### EXERCISE DESCRIPTION
From the records below, extract only the lines running from the line with "Target | white wildflower" to the line with "Target | alpine meadow", both lines included, reproducing them exactly.

### DATA TO USE
*** Block opens ***
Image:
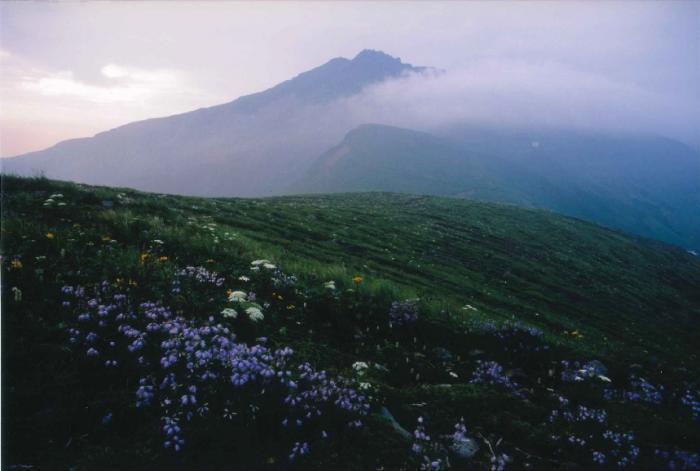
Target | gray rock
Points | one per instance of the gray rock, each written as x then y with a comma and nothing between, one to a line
*** Block closes ***
*** Block opens ***
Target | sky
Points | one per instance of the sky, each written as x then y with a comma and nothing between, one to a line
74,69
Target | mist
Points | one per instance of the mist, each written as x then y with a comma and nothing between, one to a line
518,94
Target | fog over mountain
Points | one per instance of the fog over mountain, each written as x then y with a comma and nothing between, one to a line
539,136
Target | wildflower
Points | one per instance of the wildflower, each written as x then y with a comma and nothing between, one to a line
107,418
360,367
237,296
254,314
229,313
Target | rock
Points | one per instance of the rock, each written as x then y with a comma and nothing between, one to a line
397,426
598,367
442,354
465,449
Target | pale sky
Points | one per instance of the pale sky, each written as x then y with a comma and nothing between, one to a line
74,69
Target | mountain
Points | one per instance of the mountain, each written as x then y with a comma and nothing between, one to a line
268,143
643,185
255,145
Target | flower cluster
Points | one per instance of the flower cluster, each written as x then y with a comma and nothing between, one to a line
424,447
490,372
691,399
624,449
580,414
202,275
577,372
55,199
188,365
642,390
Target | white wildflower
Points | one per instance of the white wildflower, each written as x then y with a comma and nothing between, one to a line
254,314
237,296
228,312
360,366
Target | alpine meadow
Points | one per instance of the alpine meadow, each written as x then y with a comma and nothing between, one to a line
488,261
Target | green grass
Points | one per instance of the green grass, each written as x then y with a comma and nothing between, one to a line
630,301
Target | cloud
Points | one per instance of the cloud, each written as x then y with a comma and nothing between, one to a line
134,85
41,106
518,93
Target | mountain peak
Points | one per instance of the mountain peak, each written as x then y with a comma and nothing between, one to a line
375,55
*** Block closes ***
### SOLUTION TO THIS TASK
Target | white wildflower
Points | one per instance of the white wildflower, each written as x then y with a comma and nothing between, one to a line
254,314
237,296
228,312
360,366
Target | alpine meadow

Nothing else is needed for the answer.